### SOURCE
In Re Quaker City Uniform Company, 134 F. Supp. 596 (E.D. Pa. 1955)

U.S. District Court for the Eastern District of Pennsylvania - 134 F. Supp. 596 (E.D. Pa. 1955)
September 7, 1955

134 F. Supp. 596 (1955)

In the Matter of QUAKER CITY UNIFORM COMPANY, Inc., Bankrupt.

No. 23857.

United States District Court E. D. Pennsylvania.

September 7, 1955.

*597 Freedman, Landy & Lorry, Philadelphia, Pa., for Daniel P. Veloric.

William M. Keenan, Pepper, Bodine, Frick, Scheetz & Hamilton, Philadelphia, Pa., for Fidelity-Phila. Trust Co.

Verlin & Goldberg, Philadelphia, Pa., for College Hall Fashions and Synthetic Specialists, Inc.

Markovitz, Stern & Shusterman, Philadelphia, Pa., for Delsea Corp.

KIRKPATRICK, Chief Judge.

This is a contest in which the trustee in bankruptcy is not interested. It is between a chattel mortgagee holding a valid lien and a landlord who distrained for rent prior to the bankruptcy but did not sell. By agreement, the mortgaged property was sold and the proceeds substituted. If bankruptcy had not intervened, the controversy could hardly have arisen, because the law of Pennsylvania clearly subjects the interest of the chattel mortgagee to the lien of the landlord's levy. The chattel mortgagee concedes as much, but argues that the Bankruptcy Act nullifies the landlord's preferred status as against him. Sections 64, sub. a, 11 U.S.C.A. § 104, sub. a and 67, sub. c, 11 U.S.C.A. § 107, sub. c, of the Act provide that in the distribution of the estate a landlord's lien shall be postponed to costs of administration, wages and taxes, all of which admittedly come after valid liens such as this chattel mortgage. Of course, it can be said properly enough that the Bankruptcy Act governs and that it was within the power of Congress to accomplish the result contended for by the chattel mortgagee, inasmuch as the legal title to the mortgaged chattels remained in the bankrupt at all times, the mortgage under the law of Pennsylvania being in the nature of a pledge rather than a conveyance. Whether Congress did so or intended to do so is the question in this case.

It will be noted that Section 64, sub. a of the Bankruptcy Act, 11 U. S.C.A. § 104, sub. a, establishes priorities in "bankrupt estates". The words "estate" and "bankrupt estates" in the Act mean the "unincumbered assets generally of a bankrupt, properly administerable in bankruptcy, as distinguished from property of the bankrupt dedicated by law to the payment of a particular obligation or upon which there is a specific lien." In re Menzies, D.C., 60 F.2d 1064, *598 1067. Regardless of where the bare legal title resided, the mortgaged property or in this case its proceeds, to the extent of the mortgagee's lien upon it, was not in any real sense a part of the bankrupt estate.

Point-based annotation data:
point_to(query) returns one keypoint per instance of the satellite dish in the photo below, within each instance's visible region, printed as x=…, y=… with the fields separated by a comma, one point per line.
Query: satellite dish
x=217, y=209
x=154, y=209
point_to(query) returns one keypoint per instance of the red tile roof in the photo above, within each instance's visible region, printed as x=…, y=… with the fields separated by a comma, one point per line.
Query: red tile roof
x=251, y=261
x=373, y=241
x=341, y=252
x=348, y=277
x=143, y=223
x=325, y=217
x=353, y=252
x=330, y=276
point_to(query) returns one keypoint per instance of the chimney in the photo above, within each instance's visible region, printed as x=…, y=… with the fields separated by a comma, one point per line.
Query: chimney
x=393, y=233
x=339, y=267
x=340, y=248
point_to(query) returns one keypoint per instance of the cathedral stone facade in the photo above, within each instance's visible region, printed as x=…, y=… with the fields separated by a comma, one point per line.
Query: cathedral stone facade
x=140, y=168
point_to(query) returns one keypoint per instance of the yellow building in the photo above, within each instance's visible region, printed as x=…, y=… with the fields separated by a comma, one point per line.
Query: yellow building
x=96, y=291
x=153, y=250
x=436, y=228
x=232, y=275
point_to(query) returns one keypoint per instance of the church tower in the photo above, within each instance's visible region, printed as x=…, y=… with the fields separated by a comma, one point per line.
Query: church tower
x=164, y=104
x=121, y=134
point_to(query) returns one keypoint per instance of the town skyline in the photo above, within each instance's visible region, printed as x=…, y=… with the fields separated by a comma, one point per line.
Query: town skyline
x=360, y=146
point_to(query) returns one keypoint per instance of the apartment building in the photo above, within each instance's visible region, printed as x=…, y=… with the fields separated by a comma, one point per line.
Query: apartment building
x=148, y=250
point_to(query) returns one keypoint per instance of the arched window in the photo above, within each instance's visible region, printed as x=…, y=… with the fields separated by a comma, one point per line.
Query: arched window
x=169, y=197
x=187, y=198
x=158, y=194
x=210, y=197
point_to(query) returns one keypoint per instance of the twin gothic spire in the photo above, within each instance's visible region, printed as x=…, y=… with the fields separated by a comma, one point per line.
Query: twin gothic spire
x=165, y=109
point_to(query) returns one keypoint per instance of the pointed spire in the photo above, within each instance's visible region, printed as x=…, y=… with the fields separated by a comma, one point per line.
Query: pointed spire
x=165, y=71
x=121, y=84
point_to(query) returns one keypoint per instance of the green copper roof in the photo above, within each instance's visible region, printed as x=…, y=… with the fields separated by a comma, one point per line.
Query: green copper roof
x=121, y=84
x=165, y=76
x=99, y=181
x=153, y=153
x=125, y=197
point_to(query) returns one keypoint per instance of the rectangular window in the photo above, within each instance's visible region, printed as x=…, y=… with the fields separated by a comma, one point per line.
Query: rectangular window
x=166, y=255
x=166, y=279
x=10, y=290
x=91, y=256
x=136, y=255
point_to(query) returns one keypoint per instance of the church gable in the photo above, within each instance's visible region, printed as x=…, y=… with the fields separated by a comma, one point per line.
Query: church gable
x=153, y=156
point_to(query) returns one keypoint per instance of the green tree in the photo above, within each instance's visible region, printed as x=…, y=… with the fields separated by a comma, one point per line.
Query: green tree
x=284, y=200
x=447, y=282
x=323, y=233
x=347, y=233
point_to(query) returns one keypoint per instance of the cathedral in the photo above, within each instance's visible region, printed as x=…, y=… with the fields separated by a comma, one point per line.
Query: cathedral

==

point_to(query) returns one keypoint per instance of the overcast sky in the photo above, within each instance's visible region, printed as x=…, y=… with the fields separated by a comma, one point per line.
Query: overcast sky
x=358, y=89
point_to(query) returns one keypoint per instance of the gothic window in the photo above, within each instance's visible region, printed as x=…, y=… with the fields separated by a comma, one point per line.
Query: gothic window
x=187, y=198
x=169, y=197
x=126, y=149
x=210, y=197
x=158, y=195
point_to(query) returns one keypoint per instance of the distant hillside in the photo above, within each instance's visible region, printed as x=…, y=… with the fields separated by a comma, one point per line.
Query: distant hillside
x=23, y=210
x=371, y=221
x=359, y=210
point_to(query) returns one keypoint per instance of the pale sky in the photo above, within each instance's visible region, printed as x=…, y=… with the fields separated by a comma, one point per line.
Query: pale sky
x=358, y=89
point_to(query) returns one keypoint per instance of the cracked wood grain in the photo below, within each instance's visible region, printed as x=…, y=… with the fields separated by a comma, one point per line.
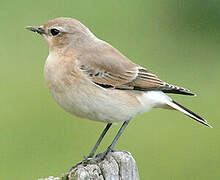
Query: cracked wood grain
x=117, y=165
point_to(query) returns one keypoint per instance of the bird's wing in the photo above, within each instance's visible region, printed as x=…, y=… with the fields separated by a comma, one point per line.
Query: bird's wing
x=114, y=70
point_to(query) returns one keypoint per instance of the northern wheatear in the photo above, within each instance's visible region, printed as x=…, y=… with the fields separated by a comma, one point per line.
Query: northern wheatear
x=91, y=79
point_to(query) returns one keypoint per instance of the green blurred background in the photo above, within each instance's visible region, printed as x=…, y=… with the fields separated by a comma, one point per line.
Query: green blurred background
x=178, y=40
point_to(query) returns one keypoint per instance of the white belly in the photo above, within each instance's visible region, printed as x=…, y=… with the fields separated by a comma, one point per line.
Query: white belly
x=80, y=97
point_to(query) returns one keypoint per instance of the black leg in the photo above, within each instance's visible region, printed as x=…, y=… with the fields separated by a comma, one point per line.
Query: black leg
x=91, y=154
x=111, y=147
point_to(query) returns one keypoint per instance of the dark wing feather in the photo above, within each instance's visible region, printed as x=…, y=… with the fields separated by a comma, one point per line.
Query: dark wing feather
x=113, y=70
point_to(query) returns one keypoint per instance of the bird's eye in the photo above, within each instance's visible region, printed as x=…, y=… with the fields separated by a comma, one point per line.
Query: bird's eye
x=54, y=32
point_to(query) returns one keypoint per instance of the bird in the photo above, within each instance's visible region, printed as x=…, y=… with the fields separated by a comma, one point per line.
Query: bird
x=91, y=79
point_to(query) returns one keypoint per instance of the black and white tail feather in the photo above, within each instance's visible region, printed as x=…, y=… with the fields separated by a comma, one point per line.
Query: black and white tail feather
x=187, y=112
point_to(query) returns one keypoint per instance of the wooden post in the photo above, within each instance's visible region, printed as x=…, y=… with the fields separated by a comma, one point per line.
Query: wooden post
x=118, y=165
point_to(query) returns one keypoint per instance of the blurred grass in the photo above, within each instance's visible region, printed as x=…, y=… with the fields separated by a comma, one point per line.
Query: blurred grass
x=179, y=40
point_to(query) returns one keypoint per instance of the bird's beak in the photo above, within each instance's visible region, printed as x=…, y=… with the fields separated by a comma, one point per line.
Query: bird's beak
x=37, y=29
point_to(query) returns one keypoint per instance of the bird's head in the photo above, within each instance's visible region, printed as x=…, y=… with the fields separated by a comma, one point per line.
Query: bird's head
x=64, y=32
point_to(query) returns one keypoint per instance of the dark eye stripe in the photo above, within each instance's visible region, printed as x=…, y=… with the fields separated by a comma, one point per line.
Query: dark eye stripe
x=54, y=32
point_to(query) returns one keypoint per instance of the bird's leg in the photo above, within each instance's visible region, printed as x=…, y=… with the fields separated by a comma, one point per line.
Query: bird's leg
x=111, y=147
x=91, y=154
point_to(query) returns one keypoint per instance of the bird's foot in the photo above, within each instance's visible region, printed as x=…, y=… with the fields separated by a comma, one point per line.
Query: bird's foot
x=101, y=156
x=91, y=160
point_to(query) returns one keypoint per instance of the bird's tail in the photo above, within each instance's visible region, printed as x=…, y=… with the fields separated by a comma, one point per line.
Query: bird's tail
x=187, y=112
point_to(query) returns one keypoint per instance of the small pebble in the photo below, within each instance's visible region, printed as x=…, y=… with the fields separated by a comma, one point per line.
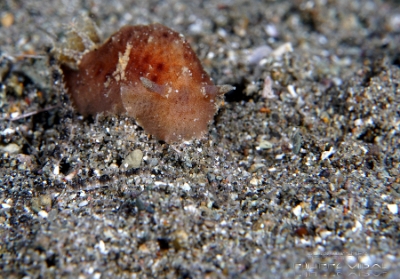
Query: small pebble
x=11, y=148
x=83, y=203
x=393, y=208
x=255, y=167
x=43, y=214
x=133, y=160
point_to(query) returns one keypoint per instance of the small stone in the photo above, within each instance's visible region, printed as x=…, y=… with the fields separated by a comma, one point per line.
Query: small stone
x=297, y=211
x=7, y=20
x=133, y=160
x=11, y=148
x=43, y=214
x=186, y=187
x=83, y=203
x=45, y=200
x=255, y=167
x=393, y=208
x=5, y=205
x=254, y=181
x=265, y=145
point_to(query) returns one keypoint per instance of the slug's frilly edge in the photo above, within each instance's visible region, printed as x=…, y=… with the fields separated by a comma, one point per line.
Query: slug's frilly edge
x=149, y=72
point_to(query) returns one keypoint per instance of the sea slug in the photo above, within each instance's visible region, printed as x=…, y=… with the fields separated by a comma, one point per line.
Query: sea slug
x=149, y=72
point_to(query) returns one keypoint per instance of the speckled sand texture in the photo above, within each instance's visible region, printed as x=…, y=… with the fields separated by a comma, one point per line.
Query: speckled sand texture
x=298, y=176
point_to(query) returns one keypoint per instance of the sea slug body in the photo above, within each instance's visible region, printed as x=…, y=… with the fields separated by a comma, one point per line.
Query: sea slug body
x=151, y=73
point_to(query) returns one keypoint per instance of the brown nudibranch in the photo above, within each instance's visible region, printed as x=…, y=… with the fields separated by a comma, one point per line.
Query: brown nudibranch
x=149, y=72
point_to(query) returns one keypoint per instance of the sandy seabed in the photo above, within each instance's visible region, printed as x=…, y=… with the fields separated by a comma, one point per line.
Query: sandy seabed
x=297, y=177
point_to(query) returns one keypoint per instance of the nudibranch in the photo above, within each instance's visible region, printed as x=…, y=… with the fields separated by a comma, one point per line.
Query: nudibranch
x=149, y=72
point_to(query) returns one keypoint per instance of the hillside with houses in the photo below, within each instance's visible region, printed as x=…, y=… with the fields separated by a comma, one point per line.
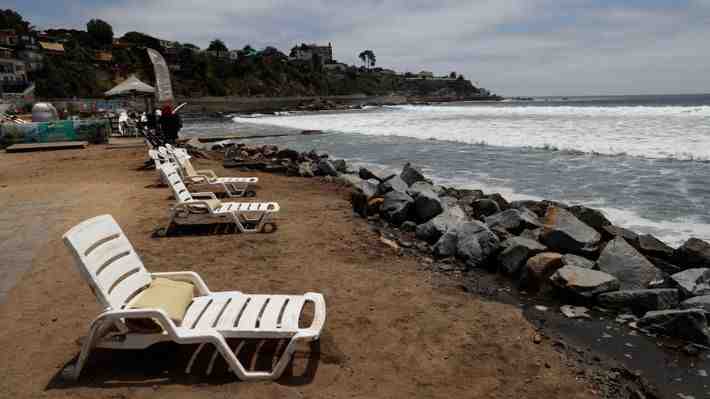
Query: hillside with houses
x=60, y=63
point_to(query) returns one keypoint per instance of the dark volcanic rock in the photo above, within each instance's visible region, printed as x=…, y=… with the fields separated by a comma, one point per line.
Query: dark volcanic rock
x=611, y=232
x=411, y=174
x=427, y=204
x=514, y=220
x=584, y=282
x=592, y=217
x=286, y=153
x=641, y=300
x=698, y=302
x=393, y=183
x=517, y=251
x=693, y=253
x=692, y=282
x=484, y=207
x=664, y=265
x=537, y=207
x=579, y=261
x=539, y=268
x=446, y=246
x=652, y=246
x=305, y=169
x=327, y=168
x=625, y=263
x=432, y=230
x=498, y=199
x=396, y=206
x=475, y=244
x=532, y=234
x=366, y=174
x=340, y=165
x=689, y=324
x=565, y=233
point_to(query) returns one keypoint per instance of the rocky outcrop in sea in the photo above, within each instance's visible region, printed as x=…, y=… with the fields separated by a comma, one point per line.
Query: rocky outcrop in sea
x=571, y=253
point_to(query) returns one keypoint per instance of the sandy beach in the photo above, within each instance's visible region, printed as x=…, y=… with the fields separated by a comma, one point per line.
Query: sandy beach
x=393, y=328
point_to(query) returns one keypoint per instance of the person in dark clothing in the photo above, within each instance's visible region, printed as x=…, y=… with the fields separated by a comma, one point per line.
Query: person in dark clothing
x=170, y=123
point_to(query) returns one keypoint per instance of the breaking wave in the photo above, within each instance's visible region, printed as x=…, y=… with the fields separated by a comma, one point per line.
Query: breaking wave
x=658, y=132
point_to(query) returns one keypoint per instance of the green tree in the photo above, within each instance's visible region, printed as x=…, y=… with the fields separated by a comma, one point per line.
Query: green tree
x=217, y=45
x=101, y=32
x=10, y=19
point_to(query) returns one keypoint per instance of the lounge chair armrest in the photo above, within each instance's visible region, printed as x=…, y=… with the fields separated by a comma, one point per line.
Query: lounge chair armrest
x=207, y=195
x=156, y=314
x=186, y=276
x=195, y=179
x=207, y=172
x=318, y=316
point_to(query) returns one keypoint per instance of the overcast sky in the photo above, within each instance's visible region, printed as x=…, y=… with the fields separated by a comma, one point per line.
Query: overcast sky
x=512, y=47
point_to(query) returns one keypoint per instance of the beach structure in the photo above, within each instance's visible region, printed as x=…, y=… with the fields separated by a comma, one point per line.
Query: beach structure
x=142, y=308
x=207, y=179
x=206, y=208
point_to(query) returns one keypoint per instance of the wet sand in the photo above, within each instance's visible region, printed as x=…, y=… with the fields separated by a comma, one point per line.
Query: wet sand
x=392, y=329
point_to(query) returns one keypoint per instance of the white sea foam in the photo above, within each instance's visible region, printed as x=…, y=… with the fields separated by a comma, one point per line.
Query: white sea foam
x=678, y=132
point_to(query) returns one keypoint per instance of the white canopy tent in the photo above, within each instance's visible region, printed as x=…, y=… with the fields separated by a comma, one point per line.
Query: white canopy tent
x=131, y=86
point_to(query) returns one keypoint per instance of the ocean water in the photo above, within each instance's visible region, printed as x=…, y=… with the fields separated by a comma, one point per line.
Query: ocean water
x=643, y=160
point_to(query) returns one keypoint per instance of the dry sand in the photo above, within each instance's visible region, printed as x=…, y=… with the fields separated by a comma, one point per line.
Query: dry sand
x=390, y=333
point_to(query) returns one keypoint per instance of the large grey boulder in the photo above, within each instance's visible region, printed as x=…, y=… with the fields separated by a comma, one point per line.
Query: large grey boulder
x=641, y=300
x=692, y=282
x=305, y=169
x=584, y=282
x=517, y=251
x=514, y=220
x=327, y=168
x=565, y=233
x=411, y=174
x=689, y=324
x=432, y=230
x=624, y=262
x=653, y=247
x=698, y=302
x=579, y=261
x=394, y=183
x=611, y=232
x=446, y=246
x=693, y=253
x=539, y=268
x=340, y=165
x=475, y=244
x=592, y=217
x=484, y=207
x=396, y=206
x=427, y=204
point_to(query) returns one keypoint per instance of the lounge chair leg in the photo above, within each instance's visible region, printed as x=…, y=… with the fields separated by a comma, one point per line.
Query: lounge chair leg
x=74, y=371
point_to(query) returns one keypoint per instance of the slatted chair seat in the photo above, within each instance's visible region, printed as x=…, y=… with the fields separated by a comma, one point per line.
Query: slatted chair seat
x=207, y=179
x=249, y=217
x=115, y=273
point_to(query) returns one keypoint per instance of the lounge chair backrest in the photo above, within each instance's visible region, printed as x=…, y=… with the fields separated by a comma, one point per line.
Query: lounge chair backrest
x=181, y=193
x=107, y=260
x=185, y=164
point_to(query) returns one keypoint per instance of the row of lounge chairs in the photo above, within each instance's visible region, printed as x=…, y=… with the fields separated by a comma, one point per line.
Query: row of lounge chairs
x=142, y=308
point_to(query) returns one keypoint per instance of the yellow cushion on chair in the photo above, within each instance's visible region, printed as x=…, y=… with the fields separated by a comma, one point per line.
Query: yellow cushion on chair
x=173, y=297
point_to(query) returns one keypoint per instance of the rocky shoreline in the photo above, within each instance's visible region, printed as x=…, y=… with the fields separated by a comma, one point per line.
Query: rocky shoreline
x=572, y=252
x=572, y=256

### AIM
According to the bankruptcy court opinion, what is a chattel mortgage in the nature of under Pennsylvania law?

### THE RESULT
It is in the nature of a pledge rather than a conveyance.